[Problema planteado A]
Transcriba literalmente un fragmento del texto sobre el euro. Empiece en las palabras que contienen "Los tiempos del" y deténgase después de "diciembre de 2002.".
[Problema planteado B]
Traduzca al inglés esta oración del texto sobre el euro: «La Reserva Federal de EE. UU. (Fed) tomó la delantera y comenzó a endurecer su política monetaria en comparación con el Banco Central Europeo (BCE).»

[Extracto]

****

Los tiempos del “give me two”, en los que los europeos viajábamos por el mundo como si fuéramos ricos y el cambio resultaba tan favorable que impulsaba a las compras compulsivas, parecen un espectro lejano como las galaxias del universo profundo captadas por el telescopio Webb. Corría el año 2008, justo antes de que la crisis financiera lo dinamitara todo, y por cada euro se obtenían 1,6 dólares. La capacidad adquisitiva de los europeos era tal que se volvieron frecuentes las compras de condominios en Punta Cana, Ciudad de Panamá y hasta Manhattan. Por entonces, incluso el propio Donald Trump anunciaba promociones inmobiliarias en Nueva York en la prensa española. Hoy, el euro se ha desplomado en su transición hacia una paridad que no se daba desde el 5 de diciembre de 2002.
Tras el debilitamiento del euro está el temor cierto a una recesión en Europa, que también amenaza, por cierto, a Estados Unidos, pese a que cuenta con la ventaja energética, ya que dispone de una producción de petróleo y de gas suficiente como para haberse convertido incluso en el mayor proveedor de petróleo de España, con datos de mayo, y seis meses consecutivos como principal exportador de gas hacia la península ibérica, con los datos de junio en la mano.
La paridad no solo responde a estos temores de recesión ni tiene implicaciones psicológicas en los mercados. También es consecuencia de la desigual política monetaria a uno y otro lado del Atlántico. Esa es la principal variable responsable de que el euro se haya depreciado un 20 % en el último año, pasando de los 1,22 dólares por euro a la paridad actual. La Reserva Federal de EE. UU. (Fed) tomó la delantera y comenzó a endurecer su política monetaria en comparación con el Banco Central Europeo (BCE). De hecho, mientras que el BCE ha anunciado que acometerá la semana que viene su primera subida de tipos desde 2011, con un alza de 25 puntos básicos, la Fed comenzó la normalización de su política monetaria en marzo, con una subida de 25 puntos básicos, a la que siguieron alzas de 50 y 75 puntos básicos, respectivamente. Ese primer movimiento ha hecho que el diferencial de tipos atraiga el capital hacia el otro lado del Atlántico, lo que consolida a las empresas estadounidenses y deteriora a las europeas, muy presionadas por los altos precios de las materias primas y los hidrocarburos, cuya factura se abona mayoritariamente en dólares.

****

[Filas de un conjunto de datos de etiquetado con cuadros delimitadores]
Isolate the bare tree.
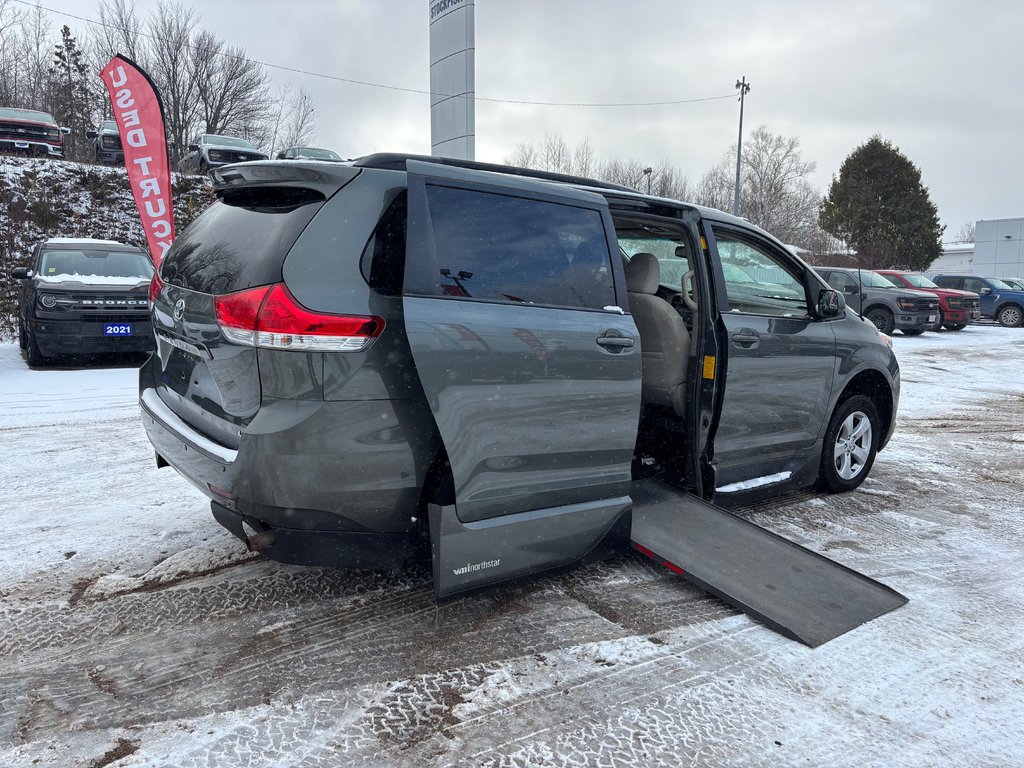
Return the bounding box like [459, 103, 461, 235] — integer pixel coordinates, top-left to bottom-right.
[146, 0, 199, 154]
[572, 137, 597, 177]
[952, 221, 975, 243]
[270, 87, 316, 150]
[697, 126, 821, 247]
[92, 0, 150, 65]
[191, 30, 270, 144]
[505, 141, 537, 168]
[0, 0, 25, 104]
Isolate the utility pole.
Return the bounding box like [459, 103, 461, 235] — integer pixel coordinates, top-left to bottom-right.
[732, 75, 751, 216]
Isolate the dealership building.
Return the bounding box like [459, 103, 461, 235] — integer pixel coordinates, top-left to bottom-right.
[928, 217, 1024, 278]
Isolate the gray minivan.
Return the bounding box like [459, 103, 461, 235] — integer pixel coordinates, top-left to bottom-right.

****

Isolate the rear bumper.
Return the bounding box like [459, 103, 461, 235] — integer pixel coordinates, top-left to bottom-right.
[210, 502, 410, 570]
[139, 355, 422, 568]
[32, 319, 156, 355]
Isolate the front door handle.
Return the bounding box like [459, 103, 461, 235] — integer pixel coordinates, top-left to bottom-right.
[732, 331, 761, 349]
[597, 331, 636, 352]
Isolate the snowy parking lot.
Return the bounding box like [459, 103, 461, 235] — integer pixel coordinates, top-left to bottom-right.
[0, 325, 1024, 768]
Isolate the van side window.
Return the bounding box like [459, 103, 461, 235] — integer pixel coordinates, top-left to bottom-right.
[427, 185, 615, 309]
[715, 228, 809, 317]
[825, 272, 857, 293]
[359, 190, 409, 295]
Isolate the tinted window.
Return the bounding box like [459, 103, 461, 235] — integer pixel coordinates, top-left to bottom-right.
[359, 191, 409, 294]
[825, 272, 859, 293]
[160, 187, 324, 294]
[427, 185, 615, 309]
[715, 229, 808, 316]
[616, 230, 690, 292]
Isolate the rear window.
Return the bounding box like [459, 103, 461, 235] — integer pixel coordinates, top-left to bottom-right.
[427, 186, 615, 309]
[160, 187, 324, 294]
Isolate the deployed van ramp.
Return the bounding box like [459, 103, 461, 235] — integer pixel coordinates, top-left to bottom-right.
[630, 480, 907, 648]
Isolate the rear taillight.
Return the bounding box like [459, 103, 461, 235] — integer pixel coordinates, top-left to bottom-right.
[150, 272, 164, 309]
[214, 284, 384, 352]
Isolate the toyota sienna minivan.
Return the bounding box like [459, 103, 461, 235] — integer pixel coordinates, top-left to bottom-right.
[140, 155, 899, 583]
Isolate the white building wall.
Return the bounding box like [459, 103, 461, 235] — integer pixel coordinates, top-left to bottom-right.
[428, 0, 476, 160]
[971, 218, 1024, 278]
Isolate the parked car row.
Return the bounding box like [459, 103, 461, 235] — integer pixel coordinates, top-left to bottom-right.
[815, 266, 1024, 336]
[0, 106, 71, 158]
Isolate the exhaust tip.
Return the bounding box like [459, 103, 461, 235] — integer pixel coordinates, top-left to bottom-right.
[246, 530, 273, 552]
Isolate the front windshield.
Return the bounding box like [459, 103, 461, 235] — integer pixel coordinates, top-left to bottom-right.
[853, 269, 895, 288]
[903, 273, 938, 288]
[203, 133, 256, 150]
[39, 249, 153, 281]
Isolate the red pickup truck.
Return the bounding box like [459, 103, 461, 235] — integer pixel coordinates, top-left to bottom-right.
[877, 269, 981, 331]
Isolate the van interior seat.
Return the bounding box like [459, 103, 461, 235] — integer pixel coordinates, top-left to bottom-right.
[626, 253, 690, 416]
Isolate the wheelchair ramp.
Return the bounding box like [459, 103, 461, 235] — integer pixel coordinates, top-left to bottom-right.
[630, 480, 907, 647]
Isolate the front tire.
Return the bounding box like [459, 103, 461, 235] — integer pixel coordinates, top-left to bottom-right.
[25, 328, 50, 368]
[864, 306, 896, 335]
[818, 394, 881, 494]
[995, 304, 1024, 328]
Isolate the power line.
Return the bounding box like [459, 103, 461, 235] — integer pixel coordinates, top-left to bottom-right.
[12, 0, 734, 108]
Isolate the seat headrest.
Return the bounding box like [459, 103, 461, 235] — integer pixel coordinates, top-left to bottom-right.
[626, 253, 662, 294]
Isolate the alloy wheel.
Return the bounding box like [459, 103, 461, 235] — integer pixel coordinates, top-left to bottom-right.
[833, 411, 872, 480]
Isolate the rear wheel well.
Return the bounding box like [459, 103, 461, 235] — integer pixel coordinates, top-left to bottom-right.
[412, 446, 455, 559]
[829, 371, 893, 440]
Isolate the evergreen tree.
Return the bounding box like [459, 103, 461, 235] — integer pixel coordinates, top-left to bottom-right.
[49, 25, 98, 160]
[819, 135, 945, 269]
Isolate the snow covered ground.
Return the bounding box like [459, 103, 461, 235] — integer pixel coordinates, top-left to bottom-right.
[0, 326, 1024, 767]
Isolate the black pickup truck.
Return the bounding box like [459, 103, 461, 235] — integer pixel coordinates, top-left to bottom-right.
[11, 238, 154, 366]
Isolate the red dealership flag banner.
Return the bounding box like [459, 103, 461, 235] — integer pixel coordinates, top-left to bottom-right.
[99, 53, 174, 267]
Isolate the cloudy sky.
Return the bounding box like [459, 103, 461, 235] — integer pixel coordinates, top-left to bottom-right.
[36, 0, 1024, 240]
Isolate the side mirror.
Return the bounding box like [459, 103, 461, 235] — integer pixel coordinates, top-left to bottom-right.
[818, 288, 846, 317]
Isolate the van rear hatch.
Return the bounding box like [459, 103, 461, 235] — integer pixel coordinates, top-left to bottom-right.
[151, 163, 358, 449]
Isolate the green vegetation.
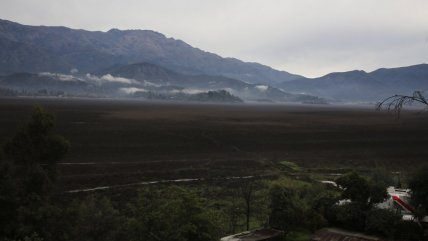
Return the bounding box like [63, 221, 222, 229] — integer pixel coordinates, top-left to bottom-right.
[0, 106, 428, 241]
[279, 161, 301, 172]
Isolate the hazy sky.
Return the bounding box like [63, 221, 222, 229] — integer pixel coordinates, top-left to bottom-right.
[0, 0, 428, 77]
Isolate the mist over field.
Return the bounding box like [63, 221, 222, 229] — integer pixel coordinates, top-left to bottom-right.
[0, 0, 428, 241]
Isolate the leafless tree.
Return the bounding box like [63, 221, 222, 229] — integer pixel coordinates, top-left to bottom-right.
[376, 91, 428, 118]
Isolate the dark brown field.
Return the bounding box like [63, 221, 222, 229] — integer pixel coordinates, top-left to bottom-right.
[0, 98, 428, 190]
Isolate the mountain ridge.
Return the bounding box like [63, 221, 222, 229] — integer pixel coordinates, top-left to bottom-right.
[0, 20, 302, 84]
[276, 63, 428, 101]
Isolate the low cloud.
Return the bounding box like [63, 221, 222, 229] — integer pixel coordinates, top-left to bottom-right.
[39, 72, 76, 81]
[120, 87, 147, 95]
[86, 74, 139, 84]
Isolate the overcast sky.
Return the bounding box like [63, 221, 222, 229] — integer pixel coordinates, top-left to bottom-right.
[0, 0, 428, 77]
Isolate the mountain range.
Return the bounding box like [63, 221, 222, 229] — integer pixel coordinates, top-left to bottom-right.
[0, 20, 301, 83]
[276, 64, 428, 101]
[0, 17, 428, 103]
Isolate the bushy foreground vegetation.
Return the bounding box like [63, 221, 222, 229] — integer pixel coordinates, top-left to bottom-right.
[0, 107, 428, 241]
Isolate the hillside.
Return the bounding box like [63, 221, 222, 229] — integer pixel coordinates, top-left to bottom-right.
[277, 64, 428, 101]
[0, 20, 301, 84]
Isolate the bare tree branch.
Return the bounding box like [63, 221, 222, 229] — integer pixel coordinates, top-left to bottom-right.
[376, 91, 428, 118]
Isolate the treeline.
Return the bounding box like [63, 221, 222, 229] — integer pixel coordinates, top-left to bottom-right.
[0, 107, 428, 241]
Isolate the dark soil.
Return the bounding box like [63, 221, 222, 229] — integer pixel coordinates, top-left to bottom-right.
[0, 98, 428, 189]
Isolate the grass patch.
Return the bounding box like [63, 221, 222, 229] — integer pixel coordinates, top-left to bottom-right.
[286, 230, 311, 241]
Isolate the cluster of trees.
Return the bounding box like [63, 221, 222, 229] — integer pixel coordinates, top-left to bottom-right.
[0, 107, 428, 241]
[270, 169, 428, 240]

****

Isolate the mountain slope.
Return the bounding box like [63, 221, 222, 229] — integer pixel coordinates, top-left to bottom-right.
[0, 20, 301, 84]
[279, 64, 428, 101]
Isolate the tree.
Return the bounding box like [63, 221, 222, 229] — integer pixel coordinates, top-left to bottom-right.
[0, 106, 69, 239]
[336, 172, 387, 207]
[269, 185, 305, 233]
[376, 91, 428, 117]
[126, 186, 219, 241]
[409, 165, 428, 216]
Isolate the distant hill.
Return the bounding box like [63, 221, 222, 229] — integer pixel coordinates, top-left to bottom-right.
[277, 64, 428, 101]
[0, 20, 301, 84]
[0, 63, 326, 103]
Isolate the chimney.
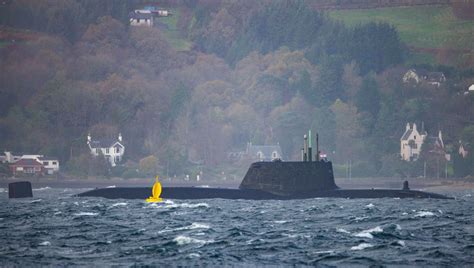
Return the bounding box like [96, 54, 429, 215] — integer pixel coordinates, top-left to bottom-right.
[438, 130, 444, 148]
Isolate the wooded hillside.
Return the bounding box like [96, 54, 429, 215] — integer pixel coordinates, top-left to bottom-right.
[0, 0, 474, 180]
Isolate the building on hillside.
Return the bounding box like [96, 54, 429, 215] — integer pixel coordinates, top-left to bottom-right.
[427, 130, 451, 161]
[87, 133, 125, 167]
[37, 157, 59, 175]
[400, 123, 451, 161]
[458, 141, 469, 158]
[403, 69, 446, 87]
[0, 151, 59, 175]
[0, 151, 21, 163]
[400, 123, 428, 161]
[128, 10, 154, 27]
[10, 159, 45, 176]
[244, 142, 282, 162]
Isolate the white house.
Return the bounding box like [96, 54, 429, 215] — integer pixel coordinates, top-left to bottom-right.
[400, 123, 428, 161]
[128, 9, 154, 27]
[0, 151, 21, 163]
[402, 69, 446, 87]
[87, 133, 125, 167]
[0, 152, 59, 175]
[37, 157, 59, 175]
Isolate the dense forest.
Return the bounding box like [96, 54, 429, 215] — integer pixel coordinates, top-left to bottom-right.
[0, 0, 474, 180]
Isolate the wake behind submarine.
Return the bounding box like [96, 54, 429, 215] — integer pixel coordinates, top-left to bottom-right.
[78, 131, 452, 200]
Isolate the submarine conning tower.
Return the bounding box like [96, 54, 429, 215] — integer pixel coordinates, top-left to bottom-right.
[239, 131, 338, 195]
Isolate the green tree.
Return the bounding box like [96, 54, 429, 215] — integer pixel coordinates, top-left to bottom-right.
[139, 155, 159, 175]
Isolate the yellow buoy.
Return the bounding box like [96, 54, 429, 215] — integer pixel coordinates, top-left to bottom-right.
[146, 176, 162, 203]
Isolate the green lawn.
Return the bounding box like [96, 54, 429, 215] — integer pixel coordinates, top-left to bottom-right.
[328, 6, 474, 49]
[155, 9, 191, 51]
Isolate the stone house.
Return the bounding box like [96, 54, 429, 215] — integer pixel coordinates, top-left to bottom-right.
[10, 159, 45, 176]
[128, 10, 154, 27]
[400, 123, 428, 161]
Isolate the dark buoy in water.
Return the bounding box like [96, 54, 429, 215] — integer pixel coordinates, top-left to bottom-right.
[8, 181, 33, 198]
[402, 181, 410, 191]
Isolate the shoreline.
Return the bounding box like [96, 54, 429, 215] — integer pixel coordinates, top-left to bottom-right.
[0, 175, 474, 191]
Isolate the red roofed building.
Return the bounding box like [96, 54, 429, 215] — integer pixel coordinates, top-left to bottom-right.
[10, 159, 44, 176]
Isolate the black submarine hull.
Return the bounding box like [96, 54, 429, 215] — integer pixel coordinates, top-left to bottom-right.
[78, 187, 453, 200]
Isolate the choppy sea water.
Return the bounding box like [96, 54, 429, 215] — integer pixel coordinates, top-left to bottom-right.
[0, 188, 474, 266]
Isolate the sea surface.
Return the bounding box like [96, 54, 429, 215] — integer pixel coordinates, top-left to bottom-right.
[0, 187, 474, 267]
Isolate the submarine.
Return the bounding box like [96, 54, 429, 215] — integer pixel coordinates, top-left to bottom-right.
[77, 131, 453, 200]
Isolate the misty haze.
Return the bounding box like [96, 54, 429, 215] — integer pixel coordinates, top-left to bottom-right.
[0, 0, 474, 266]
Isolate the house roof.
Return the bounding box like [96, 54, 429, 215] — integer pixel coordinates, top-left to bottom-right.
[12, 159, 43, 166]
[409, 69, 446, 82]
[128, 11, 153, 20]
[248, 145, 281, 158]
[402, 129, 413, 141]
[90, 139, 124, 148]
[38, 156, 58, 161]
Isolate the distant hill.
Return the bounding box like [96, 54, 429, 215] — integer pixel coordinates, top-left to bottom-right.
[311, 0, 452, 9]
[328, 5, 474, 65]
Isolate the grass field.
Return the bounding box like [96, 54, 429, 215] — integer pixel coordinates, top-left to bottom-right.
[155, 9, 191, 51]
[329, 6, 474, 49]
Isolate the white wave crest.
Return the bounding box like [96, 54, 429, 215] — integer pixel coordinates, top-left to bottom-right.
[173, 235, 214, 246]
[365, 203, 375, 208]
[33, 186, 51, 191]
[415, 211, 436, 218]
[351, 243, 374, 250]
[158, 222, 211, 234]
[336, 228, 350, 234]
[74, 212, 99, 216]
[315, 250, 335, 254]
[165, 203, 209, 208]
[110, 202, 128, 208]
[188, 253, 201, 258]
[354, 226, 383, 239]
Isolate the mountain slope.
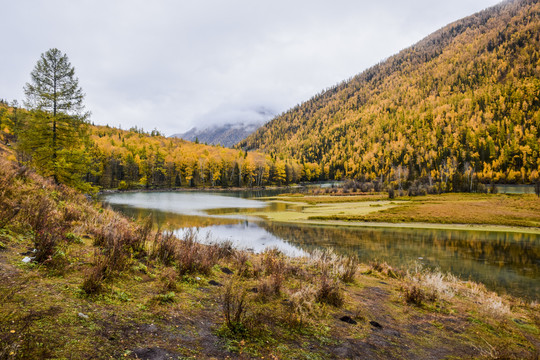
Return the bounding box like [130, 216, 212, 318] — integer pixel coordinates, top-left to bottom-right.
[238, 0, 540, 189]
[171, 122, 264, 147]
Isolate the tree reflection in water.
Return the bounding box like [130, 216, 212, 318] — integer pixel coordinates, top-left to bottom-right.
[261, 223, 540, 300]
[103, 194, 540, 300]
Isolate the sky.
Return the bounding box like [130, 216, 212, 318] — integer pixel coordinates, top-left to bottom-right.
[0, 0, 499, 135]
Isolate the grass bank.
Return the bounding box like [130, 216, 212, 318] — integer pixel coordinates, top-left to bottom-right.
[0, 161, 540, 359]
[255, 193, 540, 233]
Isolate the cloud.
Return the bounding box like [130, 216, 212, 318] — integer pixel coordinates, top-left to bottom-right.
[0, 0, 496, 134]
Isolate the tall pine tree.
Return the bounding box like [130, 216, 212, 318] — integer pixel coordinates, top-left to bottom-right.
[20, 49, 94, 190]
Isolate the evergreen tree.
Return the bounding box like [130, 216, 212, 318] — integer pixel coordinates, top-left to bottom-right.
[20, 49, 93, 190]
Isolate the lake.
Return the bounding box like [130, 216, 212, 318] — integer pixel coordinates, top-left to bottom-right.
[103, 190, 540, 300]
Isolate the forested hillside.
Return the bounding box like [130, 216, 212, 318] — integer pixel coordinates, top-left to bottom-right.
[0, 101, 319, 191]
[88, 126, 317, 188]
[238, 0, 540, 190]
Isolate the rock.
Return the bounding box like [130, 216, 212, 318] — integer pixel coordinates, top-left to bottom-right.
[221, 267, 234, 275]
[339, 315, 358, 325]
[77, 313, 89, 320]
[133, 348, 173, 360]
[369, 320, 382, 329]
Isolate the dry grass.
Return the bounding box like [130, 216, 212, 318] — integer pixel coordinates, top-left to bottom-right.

****

[Respuesta completa A]
Los tiempos del “give me two”, en los que los europeos viajábamos por el mundo como si fuéramos ricos y el cambio resultaba tan favorable que impulsaba a las compras compulsivas, parecen un espectro lejano como las galaxias del universo profundo captadas por el telescopio Webb. Corría el año 2008, justo antes de que la crisis financiera lo dinamitara todo, y por cada euro se obtenían 1,6 dólares. La capacidad adquisitiva de los europeos era tal que se volvieron frecuentes las compras de condominios en Punta Cana, Ciudad de Panamá y hasta Manhattan. Por entonces, incluso el propio Donald Trump anunciaba promociones inmobiliarias en Nueva York en la prensa española. Hoy, el euro se ha desplomado en su transición hacia una paridad que no se daba desde el 5 de diciembre de 2002.

[Respuesta completa B]
The U.S. Federal Reserve (Fed) took the lead and began to tighten its monetary policy compared with the European Central Bank (ECB).